• Data listing:
-------

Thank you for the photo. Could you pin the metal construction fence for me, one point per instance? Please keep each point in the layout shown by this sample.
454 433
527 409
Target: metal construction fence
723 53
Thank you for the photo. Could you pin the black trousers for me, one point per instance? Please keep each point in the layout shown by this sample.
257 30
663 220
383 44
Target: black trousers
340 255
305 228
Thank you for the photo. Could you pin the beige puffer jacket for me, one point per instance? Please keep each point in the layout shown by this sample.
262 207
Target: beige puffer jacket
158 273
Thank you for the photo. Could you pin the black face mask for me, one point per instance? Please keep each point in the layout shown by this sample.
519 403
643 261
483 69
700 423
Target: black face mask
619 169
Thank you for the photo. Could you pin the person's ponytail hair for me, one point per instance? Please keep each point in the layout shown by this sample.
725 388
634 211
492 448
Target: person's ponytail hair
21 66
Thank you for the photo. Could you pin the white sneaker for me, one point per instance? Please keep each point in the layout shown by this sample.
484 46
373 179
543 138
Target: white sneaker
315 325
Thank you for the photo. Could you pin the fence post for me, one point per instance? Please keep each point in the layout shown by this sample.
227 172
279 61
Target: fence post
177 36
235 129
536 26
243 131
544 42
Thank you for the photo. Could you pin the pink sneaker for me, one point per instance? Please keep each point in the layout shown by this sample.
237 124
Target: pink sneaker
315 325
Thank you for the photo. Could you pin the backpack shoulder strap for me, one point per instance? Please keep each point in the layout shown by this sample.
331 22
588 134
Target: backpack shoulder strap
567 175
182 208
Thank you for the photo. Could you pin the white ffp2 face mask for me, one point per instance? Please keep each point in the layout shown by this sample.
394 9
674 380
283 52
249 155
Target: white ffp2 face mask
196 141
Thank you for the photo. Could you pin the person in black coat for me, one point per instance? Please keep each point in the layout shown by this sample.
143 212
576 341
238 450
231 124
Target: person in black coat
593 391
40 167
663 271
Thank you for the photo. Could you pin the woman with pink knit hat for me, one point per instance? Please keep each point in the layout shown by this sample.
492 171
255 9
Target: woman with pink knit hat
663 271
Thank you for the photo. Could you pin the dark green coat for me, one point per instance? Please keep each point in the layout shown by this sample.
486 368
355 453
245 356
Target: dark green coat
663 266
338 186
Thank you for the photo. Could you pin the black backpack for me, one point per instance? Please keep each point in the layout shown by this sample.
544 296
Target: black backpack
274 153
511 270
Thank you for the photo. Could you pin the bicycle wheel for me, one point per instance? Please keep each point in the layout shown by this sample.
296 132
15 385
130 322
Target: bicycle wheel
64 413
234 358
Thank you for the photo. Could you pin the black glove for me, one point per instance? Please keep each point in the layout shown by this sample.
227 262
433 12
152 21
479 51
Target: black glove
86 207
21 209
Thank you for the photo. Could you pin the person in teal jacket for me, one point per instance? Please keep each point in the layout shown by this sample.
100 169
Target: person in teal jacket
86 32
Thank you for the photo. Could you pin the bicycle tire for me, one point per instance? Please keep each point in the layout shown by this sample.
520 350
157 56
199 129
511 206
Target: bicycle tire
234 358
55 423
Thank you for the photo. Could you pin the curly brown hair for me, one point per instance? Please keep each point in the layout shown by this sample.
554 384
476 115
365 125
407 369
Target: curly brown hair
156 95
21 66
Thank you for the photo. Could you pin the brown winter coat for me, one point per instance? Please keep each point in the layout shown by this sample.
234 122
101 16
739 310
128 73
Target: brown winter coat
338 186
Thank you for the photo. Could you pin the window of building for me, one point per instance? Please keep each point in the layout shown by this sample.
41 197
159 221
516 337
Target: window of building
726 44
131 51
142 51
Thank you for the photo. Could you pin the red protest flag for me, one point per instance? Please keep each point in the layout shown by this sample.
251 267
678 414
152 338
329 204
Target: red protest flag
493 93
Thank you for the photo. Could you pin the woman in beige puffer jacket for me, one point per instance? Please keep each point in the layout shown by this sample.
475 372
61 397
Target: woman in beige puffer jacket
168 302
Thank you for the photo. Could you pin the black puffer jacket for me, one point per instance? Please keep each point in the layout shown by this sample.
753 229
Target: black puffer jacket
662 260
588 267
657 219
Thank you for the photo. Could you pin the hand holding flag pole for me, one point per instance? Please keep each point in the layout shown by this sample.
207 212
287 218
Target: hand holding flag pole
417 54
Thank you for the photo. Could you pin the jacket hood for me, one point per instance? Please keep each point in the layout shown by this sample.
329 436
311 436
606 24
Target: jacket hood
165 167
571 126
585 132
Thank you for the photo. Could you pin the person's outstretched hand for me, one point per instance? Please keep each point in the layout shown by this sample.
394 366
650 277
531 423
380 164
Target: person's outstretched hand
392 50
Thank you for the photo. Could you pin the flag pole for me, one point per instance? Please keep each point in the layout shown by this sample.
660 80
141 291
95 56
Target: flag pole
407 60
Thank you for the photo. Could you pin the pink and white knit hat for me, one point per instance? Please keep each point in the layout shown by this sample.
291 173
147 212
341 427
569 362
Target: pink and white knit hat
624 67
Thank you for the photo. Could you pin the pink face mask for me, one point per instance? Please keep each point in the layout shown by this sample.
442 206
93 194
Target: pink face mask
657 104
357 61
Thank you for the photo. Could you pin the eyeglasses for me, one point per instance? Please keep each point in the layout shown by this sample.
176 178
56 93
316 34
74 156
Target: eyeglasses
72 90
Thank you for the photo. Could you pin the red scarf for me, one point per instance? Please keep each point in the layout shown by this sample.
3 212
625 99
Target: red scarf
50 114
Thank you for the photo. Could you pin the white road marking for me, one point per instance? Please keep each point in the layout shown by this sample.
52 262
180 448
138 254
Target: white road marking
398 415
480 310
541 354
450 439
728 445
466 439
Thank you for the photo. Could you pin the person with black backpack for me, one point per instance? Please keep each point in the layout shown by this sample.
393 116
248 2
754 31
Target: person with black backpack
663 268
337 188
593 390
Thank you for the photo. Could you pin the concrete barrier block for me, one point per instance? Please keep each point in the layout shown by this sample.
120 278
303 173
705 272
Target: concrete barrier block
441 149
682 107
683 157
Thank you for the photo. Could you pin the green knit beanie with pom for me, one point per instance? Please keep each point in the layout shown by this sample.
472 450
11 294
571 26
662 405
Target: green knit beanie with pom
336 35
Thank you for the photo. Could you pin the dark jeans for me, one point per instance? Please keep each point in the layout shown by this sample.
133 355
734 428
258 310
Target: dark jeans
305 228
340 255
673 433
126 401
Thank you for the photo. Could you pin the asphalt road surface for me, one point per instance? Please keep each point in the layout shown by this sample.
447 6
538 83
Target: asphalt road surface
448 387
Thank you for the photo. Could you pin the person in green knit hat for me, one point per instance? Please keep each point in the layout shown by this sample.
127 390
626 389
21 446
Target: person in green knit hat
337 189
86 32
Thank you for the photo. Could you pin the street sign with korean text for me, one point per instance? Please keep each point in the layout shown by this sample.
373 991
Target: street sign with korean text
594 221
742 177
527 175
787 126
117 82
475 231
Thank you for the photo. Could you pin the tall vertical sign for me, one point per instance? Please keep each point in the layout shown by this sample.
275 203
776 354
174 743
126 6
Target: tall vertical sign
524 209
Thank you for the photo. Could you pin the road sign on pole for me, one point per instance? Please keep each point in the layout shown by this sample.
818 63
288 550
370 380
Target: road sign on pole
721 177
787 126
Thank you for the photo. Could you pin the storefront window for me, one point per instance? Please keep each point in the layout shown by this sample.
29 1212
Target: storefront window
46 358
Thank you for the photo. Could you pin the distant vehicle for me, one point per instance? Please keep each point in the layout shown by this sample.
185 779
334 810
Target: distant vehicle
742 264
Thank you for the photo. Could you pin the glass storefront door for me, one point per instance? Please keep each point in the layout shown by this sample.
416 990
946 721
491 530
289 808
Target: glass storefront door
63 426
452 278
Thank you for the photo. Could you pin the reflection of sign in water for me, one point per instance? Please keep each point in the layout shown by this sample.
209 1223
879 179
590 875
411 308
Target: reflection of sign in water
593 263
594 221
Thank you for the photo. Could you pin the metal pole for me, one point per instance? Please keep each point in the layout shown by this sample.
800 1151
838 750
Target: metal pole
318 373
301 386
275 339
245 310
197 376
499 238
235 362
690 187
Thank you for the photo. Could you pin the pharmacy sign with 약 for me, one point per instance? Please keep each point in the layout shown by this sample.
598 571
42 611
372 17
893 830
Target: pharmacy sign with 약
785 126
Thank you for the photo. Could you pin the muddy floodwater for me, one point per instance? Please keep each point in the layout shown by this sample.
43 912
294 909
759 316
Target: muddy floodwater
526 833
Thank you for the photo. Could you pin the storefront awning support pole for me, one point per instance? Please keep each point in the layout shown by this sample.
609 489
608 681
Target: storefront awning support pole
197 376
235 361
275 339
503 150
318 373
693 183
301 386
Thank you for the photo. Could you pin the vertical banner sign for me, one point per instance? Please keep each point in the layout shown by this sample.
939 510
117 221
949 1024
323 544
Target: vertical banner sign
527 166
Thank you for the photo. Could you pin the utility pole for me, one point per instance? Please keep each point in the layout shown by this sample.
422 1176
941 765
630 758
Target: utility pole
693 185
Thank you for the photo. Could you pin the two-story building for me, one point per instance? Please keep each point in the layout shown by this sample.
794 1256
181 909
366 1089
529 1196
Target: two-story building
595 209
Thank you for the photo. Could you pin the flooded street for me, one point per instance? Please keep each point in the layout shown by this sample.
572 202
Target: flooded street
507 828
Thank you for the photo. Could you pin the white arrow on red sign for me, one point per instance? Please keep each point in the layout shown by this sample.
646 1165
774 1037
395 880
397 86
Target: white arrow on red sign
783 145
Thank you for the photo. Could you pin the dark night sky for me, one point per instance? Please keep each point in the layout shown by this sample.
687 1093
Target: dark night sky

-------

• WHAT IS EXPECTED: Exactly and exclusively, repeat the lines from the line that contains "Thank you for the photo. Could you pin the storefront awning" through the end of the records, both ends included.

• EXERCISE OUTPUT:
Thank you for the photo. Could you pin the storefront awning support pole for me, one point per instance? Please keep each point in the layout shown by this sample.
609 489
608 681
Target: storefront awning support pole
197 376
235 361
275 339
503 150
318 373
693 183
301 386
Thank you for the photo. Could you pin the vertical banner sign for me, one point per instance? Please keep each point in the layout shown by this sample.
939 510
117 221
949 1024
323 544
Target: vertical banner sign
527 166
Thank you for the photo. Could you pin the utility pole for me, one point per instance? Please keep each point in the layout shown by this sample.
422 1176
941 765
630 758
Target: utility pole
693 185
Thank you for the photo. Could you pin the two-story building for me, one point per instance? Please keep each point in the layout shown by this sample.
794 1256
181 909
366 1089
529 1196
Target: two-story building
595 209
Thank you for the photo. Could you pin the flooded street for me, one point per instance? Please keep each point in the layout shown by this sample.
572 202
Target: flooded street
507 828
Thank you for the photo. Could you pin the white arrow on red sign for me, one point per instance? Please keep each point in the layout shown by this sample.
646 1165
774 1037
395 880
397 86
Target: white arrow on red sign
783 145
Thank you for the photo. Could you pin the dark night sky for me, one point per instance? Please keep each point in the layout shown by this sample.
687 1093
Target: dark night sky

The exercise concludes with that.